• **What to do**
Can you present all of the material below as a numbered list, leaving out any blank lines?

━━ Material provided

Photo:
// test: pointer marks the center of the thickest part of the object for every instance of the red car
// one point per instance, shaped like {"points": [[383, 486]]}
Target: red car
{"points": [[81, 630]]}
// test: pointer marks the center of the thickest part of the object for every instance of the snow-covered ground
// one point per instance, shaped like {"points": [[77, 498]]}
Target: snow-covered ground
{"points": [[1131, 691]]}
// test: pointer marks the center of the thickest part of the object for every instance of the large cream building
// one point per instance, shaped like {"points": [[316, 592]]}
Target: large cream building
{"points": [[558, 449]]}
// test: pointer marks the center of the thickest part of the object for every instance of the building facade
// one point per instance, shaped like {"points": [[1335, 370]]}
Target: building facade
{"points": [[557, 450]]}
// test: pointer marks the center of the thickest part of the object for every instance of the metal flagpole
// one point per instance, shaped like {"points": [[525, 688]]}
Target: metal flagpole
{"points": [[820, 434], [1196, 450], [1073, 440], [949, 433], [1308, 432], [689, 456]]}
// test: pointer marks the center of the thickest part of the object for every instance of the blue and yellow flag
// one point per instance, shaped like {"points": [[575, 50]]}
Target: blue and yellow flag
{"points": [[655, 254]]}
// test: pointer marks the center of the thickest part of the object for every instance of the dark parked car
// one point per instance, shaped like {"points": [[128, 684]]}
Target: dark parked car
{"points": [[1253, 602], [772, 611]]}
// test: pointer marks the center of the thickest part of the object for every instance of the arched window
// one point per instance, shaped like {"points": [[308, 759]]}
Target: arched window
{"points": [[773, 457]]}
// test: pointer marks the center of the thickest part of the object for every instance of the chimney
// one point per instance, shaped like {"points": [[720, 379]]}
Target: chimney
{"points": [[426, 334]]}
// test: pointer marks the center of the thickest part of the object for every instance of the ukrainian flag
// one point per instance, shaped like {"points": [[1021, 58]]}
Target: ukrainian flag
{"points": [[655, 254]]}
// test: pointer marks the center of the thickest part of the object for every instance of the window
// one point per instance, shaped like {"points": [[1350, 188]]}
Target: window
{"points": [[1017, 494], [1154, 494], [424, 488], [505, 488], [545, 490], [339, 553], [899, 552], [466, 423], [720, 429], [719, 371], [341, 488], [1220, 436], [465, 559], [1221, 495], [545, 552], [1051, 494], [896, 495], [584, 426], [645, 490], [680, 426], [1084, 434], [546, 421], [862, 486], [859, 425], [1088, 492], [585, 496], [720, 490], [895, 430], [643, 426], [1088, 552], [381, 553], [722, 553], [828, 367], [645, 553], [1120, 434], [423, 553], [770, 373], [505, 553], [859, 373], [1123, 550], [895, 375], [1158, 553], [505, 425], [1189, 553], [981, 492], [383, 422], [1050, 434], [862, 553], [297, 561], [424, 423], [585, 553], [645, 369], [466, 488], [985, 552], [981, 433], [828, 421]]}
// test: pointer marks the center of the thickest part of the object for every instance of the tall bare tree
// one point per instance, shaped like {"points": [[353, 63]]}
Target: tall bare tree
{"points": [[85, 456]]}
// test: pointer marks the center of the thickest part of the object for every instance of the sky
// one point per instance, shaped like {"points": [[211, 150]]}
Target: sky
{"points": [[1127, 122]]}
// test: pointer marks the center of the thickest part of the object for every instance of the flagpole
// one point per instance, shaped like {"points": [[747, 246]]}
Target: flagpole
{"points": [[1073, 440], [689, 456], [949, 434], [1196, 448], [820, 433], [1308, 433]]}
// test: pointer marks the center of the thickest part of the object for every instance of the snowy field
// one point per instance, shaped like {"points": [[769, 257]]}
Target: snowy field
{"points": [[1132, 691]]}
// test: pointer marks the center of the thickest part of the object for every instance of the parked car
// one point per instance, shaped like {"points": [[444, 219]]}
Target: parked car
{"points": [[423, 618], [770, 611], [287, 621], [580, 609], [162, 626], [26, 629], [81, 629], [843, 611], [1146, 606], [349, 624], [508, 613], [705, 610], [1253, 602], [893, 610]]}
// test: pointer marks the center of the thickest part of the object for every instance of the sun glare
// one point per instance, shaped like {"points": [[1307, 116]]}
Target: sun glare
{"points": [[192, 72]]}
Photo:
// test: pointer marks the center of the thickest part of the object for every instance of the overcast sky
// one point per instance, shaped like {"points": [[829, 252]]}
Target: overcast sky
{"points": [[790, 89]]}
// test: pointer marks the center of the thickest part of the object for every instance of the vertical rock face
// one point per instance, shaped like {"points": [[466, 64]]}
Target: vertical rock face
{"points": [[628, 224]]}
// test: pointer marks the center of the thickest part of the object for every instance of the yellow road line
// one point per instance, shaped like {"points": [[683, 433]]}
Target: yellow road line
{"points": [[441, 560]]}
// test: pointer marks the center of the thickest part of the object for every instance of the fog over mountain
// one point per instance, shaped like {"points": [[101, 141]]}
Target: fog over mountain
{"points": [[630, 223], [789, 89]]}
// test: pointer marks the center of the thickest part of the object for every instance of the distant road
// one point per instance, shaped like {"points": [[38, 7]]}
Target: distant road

━━━━

• **Answer below**
1. Photo:
2. // test: pointer marks the center of the thickest part of the object for every instance of the red car
3. // one point per instance, shaped like {"points": [[383, 486]]}
4. Target: red car
5. {"points": [[81, 630]]}
6. // test: pointer marks the center of the thickest part of the object for every instance of the snow-covered ground
7. // one point per instance, shaped like {"points": [[77, 498]]}
8. Target: snow-covered ground
9. {"points": [[1131, 691]]}
10. // test: pointer marks the center of the thickest part of the object for every instance of the large cream building
11. // one point per instance, shaped like {"points": [[316, 592]]}
12. Target: large cream building
13. {"points": [[558, 449]]}
14. // test: pointer marks the center of the thickest part of the object for every instance of the building facade
15. // one point per instance, shaped like {"points": [[1335, 370]]}
16. Target: building facade
17. {"points": [[557, 450]]}
18. // test: pointer marks the center of the thickest part of the object for every instance of the metal flagpole
19. // one point per instance, shaped like {"points": [[525, 688]]}
20. Target: metal flagpole
21. {"points": [[820, 434], [1196, 450], [1073, 440], [949, 433], [1308, 432], [689, 456]]}
22. // test: pointer marks the center of the thickest part of the object for every instance of the blue and yellow flag
23. // one point per instance, shaped like {"points": [[575, 50]]}
24. Target: blue and yellow flag
25. {"points": [[655, 254]]}
26. // test: pointer marks the center of the thickest part of the object for every instance of the dark parked car
27. // one point per instance, shaped like {"points": [[128, 684]]}
28. Target: dark parked car
29. {"points": [[1253, 602], [772, 611]]}
30. // test: pointer marks the center of the thickest part of the object for every instance of the arched window
31. // one point per instance, shaped like {"points": [[308, 759]]}
32. Target: arched window
33. {"points": [[773, 457]]}
34. // test: pointer marks the center of the thickest part of the object for every instance of the chimney
35. // one point per instance, shaped like {"points": [[720, 379]]}
36. Target: chimney
37. {"points": [[426, 334]]}
38. // test: pointer marks the center of the thickest part of the object for every instance of the ukrainian flag
39. // one point per instance, shaped like {"points": [[1021, 58]]}
40. Target: ukrainian flag
41. {"points": [[655, 254]]}
42. // test: pointer marks the center of the thickest part of the object for every instance of the window
43. // one point per instance, shaped like {"points": [[1350, 188]]}
44. Target: window
45. {"points": [[1017, 494], [1154, 494], [424, 488], [505, 488], [545, 490], [339, 553], [899, 552], [466, 423], [720, 429], [719, 371], [341, 488], [1220, 436], [465, 559], [1221, 495], [545, 552], [1051, 494], [896, 495], [584, 426], [645, 490], [680, 426], [1084, 434], [546, 421], [862, 486], [859, 425], [1088, 492], [585, 496], [720, 490], [895, 430], [643, 426], [1088, 552], [381, 553], [722, 553], [828, 367], [645, 553], [1120, 434], [423, 553], [770, 373], [505, 553], [859, 373], [1123, 550], [895, 375], [1158, 553], [505, 425], [1189, 553], [981, 492], [383, 422], [1050, 434], [862, 553], [297, 561], [424, 423], [585, 553], [645, 369], [466, 488], [985, 552], [981, 433], [828, 421]]}
46. // test: pointer marks the center of the thickest part of the object for every instance of the tall bare tree
47. // one point per instance, shaped like {"points": [[353, 63]]}
48. Target: tall bare tree
49. {"points": [[85, 456]]}
50. // test: pointer marks the center of the thickest part of the object for every instance of the sky
51. // one point per instance, shaped like {"points": [[211, 150]]}
52. Target: sky
53. {"points": [[1127, 122]]}
54. // test: pointer marks the center of the thickest part of the object for every instance of the flagpole
55. // one point per instance, shaped like {"points": [[747, 246]]}
56. Target: flagpole
57. {"points": [[1073, 440], [689, 456], [949, 434], [1196, 448], [820, 433], [1308, 433]]}
58. // test: pointer marks the center of the thickest part of the object for every instance of the snowy field
59. // one point per instance, shaped like {"points": [[769, 257]]}
60. Target: snowy field
61. {"points": [[1132, 691]]}
62. // test: pointer marks the center of the thickest part of the object for every instance of the parked car
63. // one point per instance, shaped like {"points": [[444, 219]]}
64. Target: parked car
65. {"points": [[423, 618], [770, 611], [287, 621], [580, 609], [162, 626], [26, 629], [81, 629], [843, 611], [1146, 606], [349, 624], [508, 613], [705, 610], [1253, 602], [893, 610]]}
66. // test: pointer marks the center of the thickest part of the object for every instance of the sun glare
67. // one point per instance, shaped like {"points": [[1307, 116]]}
68. Target: sun glare
69. {"points": [[192, 72]]}
70. Photo:
71. // test: pointer marks the center of the thickest part of the object for every instance of the overcast sky
72. // one point per instance, shaped like {"points": [[829, 252]]}
73. Target: overcast sky
74. {"points": [[790, 89]]}
75. // test: pointer marks the center of the thickest part of the object for every instance of the vertical rock face
76. // one point per instance, shaped like {"points": [[466, 64]]}
77. Target: vertical rock face
78. {"points": [[628, 224]]}
79. // test: pointer marks the center of the thickest part of the object for every instance of the yellow road line
80. // one point per instance, shaped like {"points": [[683, 433]]}
81. Target: yellow road line
82. {"points": [[441, 560]]}
83. // test: pointer marks the center of the thickest part of the object for every instance of the fog over mountain
84. // one point per instance, shaped like {"points": [[101, 141]]}
85. Target: fog over mountain
86. {"points": [[630, 223], [789, 89]]}
87. // test: pointer marks the center of the thickest part of the object for every instance of the distant road
88. // one point per instance, shaped like {"points": [[38, 7]]}
89. Target: distant road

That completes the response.